- GIVEN TASK -
Rewrite the material below from the line containing "Mark every instance of the hanging" through its final line, both ends included, keeping every request line as it is. Increase each coordinate in the answers by 119.
··· THE RECORDS
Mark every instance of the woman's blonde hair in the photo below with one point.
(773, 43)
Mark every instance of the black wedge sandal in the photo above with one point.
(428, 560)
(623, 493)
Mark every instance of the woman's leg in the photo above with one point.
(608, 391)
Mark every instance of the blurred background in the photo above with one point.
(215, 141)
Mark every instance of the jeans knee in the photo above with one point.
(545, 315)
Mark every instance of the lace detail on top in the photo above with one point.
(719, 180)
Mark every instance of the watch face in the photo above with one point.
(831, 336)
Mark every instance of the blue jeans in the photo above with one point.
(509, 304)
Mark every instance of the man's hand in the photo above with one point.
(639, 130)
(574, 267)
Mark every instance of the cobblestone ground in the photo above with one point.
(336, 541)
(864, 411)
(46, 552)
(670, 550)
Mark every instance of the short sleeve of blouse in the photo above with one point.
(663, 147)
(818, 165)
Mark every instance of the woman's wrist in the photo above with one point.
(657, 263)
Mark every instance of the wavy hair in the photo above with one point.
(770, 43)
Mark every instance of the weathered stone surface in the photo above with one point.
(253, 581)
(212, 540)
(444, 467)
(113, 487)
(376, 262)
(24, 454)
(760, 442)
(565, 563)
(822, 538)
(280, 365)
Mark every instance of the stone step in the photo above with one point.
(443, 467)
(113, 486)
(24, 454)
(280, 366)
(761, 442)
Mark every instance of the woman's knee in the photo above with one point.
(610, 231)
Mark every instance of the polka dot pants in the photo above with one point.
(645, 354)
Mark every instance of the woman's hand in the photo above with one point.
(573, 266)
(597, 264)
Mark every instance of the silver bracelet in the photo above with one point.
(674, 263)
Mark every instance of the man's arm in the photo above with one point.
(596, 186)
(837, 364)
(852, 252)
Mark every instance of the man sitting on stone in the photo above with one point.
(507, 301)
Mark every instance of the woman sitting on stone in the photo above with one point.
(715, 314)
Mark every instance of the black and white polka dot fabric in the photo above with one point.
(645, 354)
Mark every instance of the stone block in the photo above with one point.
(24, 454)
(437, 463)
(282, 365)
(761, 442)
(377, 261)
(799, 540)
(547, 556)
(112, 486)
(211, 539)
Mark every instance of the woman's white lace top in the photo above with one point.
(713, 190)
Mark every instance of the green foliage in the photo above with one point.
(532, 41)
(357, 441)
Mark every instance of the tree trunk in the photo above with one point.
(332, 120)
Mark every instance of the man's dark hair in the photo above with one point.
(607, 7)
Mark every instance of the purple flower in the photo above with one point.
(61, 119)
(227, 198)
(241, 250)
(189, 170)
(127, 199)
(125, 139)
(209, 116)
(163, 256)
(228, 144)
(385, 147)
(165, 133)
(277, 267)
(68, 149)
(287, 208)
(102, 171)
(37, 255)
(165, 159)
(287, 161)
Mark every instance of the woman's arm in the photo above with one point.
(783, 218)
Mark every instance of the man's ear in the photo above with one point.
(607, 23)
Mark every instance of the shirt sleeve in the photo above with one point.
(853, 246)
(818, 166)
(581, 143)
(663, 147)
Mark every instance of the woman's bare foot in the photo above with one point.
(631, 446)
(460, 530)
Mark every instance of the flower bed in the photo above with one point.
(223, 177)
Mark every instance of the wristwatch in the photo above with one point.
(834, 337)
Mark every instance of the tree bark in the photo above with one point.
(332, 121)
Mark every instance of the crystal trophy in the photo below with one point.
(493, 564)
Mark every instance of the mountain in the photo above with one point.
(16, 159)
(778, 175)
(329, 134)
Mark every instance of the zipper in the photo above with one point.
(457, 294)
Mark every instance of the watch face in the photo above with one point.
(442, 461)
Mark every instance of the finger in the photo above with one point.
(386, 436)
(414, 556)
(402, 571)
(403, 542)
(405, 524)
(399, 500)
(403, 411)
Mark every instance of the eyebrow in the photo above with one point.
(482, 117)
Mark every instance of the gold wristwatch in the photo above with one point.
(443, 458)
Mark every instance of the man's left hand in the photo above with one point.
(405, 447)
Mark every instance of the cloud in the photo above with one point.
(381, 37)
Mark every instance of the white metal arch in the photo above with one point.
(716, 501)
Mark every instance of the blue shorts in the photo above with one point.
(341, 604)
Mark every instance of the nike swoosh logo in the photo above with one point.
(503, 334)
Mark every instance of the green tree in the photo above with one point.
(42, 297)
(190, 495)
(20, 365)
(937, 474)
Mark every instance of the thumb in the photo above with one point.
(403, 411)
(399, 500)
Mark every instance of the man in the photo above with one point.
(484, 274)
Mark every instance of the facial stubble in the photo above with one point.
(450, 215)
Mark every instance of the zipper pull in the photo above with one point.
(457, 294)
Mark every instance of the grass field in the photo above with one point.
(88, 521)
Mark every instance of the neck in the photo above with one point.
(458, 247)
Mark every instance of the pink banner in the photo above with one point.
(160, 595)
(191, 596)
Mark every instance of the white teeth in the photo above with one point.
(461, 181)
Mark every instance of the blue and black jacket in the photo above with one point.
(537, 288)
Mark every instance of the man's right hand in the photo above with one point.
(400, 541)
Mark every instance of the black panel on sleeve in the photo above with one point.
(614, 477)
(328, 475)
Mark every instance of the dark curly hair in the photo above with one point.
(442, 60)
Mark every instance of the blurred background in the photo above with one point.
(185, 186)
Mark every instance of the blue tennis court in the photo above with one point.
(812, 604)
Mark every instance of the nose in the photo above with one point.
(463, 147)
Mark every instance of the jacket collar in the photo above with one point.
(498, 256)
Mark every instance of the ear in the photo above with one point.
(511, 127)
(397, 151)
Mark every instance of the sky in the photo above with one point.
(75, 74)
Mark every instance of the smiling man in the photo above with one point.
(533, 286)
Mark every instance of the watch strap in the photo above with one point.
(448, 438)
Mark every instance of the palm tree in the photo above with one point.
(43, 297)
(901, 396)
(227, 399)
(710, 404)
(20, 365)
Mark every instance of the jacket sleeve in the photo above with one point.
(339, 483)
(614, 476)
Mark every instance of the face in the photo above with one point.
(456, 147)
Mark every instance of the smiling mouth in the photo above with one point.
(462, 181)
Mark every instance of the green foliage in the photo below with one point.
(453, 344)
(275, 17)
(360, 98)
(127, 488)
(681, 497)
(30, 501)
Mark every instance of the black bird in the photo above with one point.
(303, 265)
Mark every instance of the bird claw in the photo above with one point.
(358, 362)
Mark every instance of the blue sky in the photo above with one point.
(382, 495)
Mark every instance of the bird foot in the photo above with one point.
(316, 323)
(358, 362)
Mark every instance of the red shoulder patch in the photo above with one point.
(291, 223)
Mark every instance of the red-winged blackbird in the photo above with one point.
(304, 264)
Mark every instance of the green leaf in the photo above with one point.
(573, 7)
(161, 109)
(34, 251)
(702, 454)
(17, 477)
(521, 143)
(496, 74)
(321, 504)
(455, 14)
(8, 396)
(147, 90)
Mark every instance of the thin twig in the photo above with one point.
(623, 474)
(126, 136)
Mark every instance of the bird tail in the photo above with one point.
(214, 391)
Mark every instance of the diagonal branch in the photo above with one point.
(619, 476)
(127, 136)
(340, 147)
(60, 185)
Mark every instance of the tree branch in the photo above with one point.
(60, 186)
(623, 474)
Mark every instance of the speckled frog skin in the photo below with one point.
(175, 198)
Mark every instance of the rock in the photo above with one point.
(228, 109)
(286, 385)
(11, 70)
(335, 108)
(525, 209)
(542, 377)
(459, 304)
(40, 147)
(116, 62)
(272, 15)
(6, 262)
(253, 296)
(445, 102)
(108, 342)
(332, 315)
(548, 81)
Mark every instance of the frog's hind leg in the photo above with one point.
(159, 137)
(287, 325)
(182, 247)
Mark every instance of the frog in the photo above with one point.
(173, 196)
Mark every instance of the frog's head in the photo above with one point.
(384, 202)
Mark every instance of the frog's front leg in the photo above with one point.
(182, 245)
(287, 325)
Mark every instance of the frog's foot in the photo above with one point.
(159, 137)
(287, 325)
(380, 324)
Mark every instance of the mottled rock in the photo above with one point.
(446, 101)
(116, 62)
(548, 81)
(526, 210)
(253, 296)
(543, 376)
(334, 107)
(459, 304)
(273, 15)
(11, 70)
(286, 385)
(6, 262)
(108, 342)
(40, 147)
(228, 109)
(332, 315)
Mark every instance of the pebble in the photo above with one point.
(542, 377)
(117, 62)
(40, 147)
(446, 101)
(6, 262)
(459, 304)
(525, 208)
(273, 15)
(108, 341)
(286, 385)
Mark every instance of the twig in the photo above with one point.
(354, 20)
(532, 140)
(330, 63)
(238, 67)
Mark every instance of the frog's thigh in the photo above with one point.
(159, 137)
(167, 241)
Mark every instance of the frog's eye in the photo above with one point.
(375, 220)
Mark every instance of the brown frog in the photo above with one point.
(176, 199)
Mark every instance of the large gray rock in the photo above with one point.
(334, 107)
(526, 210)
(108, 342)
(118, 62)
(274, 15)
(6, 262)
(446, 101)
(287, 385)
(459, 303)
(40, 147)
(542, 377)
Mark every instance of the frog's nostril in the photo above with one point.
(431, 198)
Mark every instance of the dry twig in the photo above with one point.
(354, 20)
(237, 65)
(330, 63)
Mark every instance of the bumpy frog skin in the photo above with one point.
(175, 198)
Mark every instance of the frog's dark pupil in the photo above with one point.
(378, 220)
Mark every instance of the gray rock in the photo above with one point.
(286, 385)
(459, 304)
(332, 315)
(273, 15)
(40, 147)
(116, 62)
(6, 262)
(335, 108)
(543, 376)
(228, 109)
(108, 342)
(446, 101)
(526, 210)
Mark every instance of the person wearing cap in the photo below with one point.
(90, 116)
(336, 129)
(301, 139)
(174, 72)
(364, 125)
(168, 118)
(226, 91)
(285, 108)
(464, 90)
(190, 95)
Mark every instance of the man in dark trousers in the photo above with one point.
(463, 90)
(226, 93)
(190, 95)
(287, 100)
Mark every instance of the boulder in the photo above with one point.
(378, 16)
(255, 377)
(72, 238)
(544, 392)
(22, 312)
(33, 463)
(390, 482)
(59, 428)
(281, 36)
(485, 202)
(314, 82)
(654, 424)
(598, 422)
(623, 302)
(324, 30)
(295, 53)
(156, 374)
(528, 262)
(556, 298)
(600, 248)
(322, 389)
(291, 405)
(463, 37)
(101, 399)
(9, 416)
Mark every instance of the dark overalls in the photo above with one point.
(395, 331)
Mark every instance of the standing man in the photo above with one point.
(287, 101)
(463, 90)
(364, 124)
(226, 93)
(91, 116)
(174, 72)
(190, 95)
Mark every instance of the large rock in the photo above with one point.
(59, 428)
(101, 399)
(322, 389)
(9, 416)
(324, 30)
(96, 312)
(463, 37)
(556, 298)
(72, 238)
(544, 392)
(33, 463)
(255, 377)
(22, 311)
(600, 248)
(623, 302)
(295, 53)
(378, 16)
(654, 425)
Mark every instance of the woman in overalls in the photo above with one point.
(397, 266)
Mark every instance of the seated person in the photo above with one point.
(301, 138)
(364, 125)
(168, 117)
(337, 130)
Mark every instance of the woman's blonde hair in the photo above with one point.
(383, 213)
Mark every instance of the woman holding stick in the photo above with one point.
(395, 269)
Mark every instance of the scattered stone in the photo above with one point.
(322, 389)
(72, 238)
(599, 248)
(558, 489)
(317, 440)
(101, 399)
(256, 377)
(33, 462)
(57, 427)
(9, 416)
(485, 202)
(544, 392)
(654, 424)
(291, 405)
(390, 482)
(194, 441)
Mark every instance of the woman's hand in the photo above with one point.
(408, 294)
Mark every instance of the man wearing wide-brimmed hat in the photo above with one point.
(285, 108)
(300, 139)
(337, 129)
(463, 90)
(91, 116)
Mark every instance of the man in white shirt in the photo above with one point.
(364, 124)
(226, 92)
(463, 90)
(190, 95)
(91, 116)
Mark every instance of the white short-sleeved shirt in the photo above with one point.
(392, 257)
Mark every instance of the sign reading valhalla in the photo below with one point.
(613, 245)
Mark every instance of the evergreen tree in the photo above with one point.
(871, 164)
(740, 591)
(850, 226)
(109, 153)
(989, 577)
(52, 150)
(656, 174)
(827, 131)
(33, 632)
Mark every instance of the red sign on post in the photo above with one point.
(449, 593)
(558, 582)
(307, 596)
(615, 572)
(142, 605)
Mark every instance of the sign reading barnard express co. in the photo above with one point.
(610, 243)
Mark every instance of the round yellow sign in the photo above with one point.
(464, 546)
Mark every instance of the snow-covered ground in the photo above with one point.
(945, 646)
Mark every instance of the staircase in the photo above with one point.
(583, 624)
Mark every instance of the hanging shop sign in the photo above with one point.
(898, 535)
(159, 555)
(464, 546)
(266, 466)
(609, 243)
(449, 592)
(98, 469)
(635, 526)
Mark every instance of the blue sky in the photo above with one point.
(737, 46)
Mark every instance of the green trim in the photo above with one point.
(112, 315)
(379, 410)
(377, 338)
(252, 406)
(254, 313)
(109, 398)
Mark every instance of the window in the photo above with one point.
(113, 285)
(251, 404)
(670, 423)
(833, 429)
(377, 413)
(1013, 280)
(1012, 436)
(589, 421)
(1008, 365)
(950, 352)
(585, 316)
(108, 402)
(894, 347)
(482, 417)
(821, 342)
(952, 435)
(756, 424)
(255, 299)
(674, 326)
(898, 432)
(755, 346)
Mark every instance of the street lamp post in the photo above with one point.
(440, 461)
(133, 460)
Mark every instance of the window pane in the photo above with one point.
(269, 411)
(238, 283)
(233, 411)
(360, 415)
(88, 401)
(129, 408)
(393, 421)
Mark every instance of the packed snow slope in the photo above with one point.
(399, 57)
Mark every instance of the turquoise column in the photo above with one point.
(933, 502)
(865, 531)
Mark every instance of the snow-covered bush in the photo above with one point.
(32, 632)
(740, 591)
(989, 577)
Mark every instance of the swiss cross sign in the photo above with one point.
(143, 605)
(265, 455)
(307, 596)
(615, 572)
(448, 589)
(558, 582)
······
- RESULT BELOW -
Mark every instance of the hanging shop sign in the photo above with one point.
(1017, 654)
(278, 674)
(583, 665)
(385, 585)
(728, 362)
(568, 711)
(217, 588)
(754, 645)
Mark every instance of the blue sky in the photo above with one point.
(856, 165)
Mark every instance of the green trim in the photo above with one point.
(231, 434)
(498, 529)
(496, 457)
(371, 525)
(373, 432)
(228, 517)
Mark every instance of the window in the photo above with one point.
(232, 404)
(370, 523)
(789, 542)
(952, 548)
(496, 532)
(1132, 399)
(1131, 555)
(708, 540)
(1127, 484)
(1069, 471)
(704, 435)
(227, 521)
(1013, 466)
(601, 536)
(940, 461)
(1071, 554)
(875, 543)
(374, 418)
(793, 445)
(1017, 551)
(874, 465)
Mark every instance of the street lamp post in the photo above with one point.
(559, 580)
(252, 579)
Mark every instance of the window pane in the photo above with one point.
(388, 530)
(357, 402)
(352, 530)
(479, 534)
(207, 520)
(248, 527)
(512, 540)
Mark every instance of the packed snow slope in the photo above with one point.
(518, 176)
Mark every instance of the turquoise column in the photo above with one point.
(1052, 621)
(984, 650)
Mark every instance of the snow-covered bush in the photo above with one point.
(151, 751)
(859, 710)
(1108, 696)
Mark every instance of the swiss cross sign in the photo above with one point.
(262, 724)
(384, 574)
(426, 715)
(734, 691)
(567, 708)
(677, 701)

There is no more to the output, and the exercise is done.